Alıştırma verisi:
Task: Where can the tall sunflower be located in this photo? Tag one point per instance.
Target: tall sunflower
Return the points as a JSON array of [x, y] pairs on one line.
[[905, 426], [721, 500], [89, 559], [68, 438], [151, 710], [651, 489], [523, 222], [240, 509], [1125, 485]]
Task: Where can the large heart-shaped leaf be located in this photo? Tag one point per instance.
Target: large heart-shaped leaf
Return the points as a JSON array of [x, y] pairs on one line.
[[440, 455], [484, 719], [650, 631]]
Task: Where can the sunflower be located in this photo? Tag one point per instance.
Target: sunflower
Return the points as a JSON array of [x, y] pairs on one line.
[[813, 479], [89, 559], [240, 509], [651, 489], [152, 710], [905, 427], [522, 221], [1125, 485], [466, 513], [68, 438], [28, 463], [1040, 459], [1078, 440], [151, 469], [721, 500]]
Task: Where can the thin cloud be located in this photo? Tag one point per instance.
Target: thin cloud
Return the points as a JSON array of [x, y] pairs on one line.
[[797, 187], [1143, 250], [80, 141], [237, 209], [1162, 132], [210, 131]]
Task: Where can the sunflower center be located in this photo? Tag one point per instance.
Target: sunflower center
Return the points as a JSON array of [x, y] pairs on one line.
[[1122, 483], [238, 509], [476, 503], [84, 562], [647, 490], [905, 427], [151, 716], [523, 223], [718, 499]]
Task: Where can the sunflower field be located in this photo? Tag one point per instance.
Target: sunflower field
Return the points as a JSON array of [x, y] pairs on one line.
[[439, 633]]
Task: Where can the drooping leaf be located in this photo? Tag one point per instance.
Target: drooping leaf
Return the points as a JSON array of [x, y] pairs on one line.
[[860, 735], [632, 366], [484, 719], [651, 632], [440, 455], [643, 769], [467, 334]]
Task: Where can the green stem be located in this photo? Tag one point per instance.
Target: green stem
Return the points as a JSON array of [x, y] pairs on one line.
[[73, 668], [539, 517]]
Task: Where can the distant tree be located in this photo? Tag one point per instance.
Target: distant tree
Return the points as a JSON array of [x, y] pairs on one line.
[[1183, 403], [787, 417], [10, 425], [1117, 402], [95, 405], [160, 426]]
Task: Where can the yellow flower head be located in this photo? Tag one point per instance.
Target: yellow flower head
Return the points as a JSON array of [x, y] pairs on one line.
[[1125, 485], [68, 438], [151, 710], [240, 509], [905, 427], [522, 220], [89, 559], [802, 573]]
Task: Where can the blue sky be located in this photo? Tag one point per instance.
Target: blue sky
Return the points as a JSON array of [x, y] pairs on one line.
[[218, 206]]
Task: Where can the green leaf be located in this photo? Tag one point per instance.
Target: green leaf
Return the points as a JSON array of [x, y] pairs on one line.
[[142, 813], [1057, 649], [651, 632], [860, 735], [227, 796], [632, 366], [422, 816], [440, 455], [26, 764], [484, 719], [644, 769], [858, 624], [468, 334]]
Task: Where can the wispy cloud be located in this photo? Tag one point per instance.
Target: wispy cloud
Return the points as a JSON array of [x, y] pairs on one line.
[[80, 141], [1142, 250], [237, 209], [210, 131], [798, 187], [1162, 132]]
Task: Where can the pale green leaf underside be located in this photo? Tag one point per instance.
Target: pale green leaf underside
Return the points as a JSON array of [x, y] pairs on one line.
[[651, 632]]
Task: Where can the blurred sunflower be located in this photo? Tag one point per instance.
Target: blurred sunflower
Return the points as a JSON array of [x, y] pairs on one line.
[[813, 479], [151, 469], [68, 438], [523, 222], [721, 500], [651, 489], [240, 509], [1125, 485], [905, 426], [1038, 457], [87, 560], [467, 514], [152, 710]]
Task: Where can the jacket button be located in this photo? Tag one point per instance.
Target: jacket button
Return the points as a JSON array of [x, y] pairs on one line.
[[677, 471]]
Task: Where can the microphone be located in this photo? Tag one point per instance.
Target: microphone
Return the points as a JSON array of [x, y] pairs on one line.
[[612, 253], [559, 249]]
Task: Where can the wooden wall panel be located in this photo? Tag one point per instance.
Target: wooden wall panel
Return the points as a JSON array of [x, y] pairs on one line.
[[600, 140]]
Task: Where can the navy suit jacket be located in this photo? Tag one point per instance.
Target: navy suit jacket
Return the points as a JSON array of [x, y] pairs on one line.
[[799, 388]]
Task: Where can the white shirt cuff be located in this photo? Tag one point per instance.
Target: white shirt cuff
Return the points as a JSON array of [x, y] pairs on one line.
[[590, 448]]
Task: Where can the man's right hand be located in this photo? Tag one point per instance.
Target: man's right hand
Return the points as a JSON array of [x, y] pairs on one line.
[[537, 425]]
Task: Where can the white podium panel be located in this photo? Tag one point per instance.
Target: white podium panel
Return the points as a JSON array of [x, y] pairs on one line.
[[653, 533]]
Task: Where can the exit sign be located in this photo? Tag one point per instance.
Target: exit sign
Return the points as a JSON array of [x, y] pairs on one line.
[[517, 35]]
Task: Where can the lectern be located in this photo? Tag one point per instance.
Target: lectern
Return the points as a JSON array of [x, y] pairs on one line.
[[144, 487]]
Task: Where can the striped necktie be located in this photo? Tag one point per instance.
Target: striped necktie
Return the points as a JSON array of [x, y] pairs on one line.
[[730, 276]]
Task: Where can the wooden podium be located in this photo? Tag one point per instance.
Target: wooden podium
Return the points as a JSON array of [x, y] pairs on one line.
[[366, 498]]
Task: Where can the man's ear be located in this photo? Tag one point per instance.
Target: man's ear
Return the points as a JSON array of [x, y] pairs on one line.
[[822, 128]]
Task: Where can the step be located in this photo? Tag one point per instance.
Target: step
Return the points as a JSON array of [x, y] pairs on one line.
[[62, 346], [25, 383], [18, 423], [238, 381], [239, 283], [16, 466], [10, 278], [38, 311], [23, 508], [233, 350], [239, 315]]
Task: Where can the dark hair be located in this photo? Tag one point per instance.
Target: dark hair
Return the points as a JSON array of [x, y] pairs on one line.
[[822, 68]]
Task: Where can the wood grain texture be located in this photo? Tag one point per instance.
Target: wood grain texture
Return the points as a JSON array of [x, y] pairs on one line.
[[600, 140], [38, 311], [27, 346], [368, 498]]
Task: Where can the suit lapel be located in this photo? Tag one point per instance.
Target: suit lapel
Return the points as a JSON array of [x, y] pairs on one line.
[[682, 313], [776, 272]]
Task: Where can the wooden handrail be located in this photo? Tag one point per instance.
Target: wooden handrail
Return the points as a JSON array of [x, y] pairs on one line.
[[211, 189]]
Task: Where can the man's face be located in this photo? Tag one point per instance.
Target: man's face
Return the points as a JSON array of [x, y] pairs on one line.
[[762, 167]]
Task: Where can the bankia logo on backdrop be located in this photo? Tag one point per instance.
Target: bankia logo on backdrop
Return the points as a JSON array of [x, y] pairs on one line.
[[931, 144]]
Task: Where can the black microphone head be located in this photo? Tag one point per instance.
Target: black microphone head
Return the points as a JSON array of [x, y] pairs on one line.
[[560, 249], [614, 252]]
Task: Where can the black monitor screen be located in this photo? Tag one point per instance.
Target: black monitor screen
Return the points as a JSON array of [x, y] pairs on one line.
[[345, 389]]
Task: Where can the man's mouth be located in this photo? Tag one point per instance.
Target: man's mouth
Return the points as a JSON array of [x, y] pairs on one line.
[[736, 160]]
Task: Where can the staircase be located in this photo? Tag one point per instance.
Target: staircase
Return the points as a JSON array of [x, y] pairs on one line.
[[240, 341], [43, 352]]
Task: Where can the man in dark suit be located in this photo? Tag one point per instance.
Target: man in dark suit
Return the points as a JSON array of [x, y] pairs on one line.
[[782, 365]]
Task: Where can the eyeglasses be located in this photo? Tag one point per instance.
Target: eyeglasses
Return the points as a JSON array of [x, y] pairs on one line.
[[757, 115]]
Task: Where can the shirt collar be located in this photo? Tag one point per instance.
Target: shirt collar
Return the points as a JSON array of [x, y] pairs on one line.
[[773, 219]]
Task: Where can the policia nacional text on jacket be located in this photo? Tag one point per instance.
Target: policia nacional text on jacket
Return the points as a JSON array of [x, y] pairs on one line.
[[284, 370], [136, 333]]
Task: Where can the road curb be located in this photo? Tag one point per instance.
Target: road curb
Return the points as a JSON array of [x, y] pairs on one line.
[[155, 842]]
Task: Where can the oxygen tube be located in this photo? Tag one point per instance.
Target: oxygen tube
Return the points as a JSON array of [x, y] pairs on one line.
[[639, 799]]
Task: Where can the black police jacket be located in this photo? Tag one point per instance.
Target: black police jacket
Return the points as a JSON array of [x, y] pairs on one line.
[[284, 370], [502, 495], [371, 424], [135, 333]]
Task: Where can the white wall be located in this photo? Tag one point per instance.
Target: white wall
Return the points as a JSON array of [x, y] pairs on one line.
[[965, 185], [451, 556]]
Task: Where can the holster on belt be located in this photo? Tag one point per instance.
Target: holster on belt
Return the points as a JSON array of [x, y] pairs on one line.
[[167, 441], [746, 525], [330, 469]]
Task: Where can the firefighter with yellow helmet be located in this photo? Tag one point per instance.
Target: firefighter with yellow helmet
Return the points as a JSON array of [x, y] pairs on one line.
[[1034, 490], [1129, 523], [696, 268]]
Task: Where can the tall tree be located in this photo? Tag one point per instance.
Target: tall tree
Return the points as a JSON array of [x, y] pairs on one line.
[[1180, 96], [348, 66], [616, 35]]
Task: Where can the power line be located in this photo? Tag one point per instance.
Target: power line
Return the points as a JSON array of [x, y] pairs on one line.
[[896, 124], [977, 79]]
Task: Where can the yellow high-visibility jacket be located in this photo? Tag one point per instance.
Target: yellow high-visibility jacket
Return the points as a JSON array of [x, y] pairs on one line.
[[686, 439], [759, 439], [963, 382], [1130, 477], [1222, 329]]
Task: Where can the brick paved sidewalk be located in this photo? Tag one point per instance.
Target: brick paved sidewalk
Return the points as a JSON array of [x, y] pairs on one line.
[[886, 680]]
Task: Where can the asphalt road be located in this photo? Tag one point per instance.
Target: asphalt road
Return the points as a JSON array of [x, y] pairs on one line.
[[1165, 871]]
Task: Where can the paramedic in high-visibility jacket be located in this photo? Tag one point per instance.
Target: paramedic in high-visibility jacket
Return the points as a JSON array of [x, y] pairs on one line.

Verilen görev:
Verinin ilk satırından "[[439, 633]]" geçen satıra kadar, bu satır da dahil, tüm satırları olduğu gibi aktarır mısın?

Cevap:
Task: Where can the tall sunflower be located in this photo? Tag one point per instance.
Target: tall sunflower
Return the points as a JSON array of [x, y] pairs on one line.
[[905, 426], [721, 500], [89, 559], [68, 438], [151, 710], [651, 489], [523, 222], [240, 509], [1125, 485]]
Task: Where can the large heart-shaped leaf be located in this photo? Tag one point per instance.
Target: large heart-shaped leaf
Return the points as a JSON array of [x, y] pairs on one line.
[[440, 455], [484, 719], [650, 631]]
Task: Where can the sunflower be located in this photo? Tag one point per instance.
Target: sunflower
Return the points as a JSON array of [x, y] pairs on one line.
[[813, 479], [89, 559], [240, 509], [651, 489], [152, 710], [905, 427], [522, 221], [1125, 485], [466, 513], [68, 438], [28, 463], [1040, 459], [1078, 440], [151, 469], [721, 500]]
Task: Where can the thin cloud be located in this photo? Tag one point per instance.
Target: thin cloud
Return the points as a JSON array of [x, y] pairs on one line.
[[797, 187], [1143, 250], [80, 141], [237, 209], [1162, 132], [210, 131]]
Task: Where can the sunflower center be located in this photo? Tag one point per instance.
Target: sunflower center
Return the points as a JSON array of [x, y] pairs on one line.
[[1122, 483], [238, 509], [476, 503], [84, 562], [647, 490], [905, 427], [151, 716], [523, 223], [718, 499]]
Task: Where can the sunflower field be located in this photo? Tag one point per instance.
Target: sunflower field
Return the points as a JSON array of [x, y] pairs on one line.
[[439, 633]]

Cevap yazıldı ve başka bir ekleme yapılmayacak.